» Tasks and exercises:
1. Answer these questions from the thread on diff options in format-patch headers:
(a) Which two ways of producing different patches from the same commit does the opening message list?
(b) What example header does the opening message propose?
(c) On what date and at what time (UTC) was Junio C Hamano's reply sent?
2. Pick up the thread on diff options in format-patch headers where it stops, and continue it.

» Supplied passage:

* RFC: indicating diff strategy in format-patch message headers
@ 2024-06-05 18:01 Konstantin Ryabitsev
2024-06-05 18:22 ` Junio C Hamano
0 siblings, 1 reply; 6+ messages in thread
From: Konstantin Ryabitsev @ 2024-06-05 18:01 UTC (permalink / raw)
To: git
Hello, all:
When developing tooling that attempts to map commits to patches, we often
don't have more than just the git-patch-id to go by. The problem is, there is
any number of ways to generate patches from commits:
- using a different strategy (--histogram, --patience, etc)
- using a different number of context lines (-U5)
Without knowing what options were used by the original author, we cannot be
certain that we'll create a patch with the same git-patch-id, even if it's
from the exact same commit.
Would it make sense to have git-format-patch (and friends) include an
additional header hinting at the options used to generate the patch? E.g.:
X-git-diff-options: algo=myers; context=3;
It won't help for all cases where we need to make a match (e.g. when we match
from git commits to a patch query), but it will help matching the other way.
Any thoughts?
-K
^ permalink raw reply [flat|nested] 6+ messages in thread
* Re: RFC: indicating diff strategy in format-patch message headers
2024-06-05 18:01 RFC: indicating diff strategy in format-patch message headers Konstantin Ryabitsev
@ 2024-06-05 18:22 ` Junio C Hamano
2024-06-05 18:46 ` Konstantin Ryabitsev
0 siblings, 1 reply; 6+ messages in thread
From: Junio C Hamano @ 2024-06-05 18:22 UTC (permalink / raw)

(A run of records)
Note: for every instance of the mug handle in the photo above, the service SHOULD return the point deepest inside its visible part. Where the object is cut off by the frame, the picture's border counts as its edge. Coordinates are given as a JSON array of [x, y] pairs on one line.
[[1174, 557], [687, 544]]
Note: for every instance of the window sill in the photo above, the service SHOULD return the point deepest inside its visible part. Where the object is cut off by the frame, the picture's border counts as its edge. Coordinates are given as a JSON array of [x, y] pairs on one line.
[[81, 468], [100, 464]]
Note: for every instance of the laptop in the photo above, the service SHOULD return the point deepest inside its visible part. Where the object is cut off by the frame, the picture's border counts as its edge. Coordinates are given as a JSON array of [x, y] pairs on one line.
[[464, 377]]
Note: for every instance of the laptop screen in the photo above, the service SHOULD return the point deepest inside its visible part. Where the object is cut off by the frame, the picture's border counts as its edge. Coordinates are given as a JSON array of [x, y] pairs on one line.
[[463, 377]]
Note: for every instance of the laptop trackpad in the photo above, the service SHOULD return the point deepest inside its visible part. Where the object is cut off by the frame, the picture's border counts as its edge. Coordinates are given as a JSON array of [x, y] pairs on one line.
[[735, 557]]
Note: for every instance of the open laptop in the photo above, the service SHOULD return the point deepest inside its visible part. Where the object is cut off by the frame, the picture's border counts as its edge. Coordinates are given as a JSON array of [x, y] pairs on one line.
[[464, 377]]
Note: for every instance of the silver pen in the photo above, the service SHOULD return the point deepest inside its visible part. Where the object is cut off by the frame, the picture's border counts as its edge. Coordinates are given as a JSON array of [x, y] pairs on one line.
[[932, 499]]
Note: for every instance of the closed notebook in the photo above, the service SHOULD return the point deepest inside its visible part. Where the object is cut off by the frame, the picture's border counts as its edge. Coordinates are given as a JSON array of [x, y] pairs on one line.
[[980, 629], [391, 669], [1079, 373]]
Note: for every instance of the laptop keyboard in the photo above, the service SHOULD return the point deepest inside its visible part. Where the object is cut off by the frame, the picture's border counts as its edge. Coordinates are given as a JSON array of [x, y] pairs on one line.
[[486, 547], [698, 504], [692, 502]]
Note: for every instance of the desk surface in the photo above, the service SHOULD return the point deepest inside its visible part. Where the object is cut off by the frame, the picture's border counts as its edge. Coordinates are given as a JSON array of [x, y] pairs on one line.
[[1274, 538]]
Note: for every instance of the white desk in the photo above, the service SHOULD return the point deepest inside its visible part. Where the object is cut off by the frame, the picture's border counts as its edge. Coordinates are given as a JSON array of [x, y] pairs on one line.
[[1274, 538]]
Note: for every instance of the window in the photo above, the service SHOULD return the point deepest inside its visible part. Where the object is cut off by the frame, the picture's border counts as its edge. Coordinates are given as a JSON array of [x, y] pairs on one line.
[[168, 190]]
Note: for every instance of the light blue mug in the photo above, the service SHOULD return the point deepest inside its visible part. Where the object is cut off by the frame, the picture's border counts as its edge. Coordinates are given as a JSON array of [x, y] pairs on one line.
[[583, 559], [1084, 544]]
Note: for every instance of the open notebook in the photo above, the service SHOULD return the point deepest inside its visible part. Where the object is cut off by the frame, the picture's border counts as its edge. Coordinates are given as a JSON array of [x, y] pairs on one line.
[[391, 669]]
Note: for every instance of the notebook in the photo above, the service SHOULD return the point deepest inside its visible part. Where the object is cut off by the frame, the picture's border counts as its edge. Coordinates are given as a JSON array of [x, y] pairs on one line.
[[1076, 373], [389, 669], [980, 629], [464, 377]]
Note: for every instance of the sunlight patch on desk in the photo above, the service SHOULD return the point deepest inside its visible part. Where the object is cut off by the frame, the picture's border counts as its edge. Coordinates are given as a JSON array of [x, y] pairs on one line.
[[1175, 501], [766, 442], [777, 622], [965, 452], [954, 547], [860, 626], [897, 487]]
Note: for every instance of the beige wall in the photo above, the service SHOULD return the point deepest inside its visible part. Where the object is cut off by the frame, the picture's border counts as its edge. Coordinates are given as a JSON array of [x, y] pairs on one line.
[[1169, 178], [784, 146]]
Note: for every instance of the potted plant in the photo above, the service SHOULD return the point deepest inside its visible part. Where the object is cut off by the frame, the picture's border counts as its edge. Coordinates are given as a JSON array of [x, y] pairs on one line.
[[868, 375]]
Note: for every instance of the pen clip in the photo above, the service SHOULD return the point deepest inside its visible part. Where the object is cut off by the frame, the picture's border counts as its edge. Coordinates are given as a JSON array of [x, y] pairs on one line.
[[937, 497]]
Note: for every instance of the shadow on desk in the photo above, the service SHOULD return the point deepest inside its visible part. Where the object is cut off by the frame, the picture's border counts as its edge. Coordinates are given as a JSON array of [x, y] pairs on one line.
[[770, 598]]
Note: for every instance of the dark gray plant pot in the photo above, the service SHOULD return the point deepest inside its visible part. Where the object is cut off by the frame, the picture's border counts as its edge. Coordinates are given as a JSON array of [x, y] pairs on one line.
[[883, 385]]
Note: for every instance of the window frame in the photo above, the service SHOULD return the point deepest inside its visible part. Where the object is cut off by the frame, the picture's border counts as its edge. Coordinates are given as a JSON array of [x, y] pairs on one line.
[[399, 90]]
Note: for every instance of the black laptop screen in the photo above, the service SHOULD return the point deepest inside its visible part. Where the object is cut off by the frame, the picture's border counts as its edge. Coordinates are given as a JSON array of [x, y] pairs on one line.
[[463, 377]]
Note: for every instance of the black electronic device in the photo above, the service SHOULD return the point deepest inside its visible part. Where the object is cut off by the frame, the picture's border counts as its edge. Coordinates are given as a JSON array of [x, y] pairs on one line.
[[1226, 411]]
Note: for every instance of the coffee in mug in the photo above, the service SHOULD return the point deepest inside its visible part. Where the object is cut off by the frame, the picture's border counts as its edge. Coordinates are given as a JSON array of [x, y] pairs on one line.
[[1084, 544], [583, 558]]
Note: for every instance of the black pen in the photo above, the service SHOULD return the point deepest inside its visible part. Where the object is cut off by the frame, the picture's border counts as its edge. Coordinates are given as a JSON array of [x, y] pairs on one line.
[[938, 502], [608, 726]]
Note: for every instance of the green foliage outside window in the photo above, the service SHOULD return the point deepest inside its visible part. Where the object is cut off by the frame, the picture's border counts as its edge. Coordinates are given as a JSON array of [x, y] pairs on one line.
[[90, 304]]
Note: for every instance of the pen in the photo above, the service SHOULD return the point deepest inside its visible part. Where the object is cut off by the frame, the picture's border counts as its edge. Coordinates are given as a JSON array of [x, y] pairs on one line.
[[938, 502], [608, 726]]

» Answer set:
1.
(a) Using a different strategy (--histogram, --patience, etc.) and using a different number of context lines (-U5).
(b) X-git-diff-options: algo=myers; context=3;
(c) 2024-06-05 at 18:22 UTC.

2.
To: Konstantin Ryabitsev; +Cc: git
Konstantin Ryabitsev <konstantin@linuxfoundation.org> writes:
> Would it make sense to have git-format-patch (and friends) include an
> additional header hinting at the options used to generate the patch? E.g.:
>
> X-git-diff-options: algo=myers; context=3;
I doubt it. And newer version of Git _will_ try to improve how
patch text appears to be more useful to human users, so you have
more moving parts than you'd want to even think about enumerating.
If you were to add a new e-mail header, wouldn't it make more sense
to add a patch-id header and agree on the set of options to be used
to generate that patch-id (which might be different from the setting
used to format the real patch for human and "git am" consumption)?
^ permalink raw reply [flat|nested] 6+ messages in thread
* Re: RFC: indicating diff strategy in format-patch message headers
2024-06-05 18:22 ` Junio C Hamano
@ 2024-06-05 18:46 ` Konstantin Ryabitsev
2024-06-05 22:26 ` Eric Wong
0 siblings, 1 reply; 6+ messages in thread
From: Konstantin Ryabitsev @ 2024-06-05 18:46 UTC (permalink / raw)
To: Junio C Hamano; +Cc: git
On Wed, Jun 05, 2024 at 11:22:08AM GMT, Junio C Hamano wrote:
> > Would it make sense to have git-format-patch (and friends) include an
> > additional header hinting at the options used to generate the patch? E.g.:
> >
> > X-git-diff-options: algo=myers; context=3;
>
> I doubt it. And newer version of Git _will_ try to improve how
> patch text appears to be more useful to human users, so you have
> more moving parts than you'd want to even think about enumerating.
OK, I was afraid that was the case.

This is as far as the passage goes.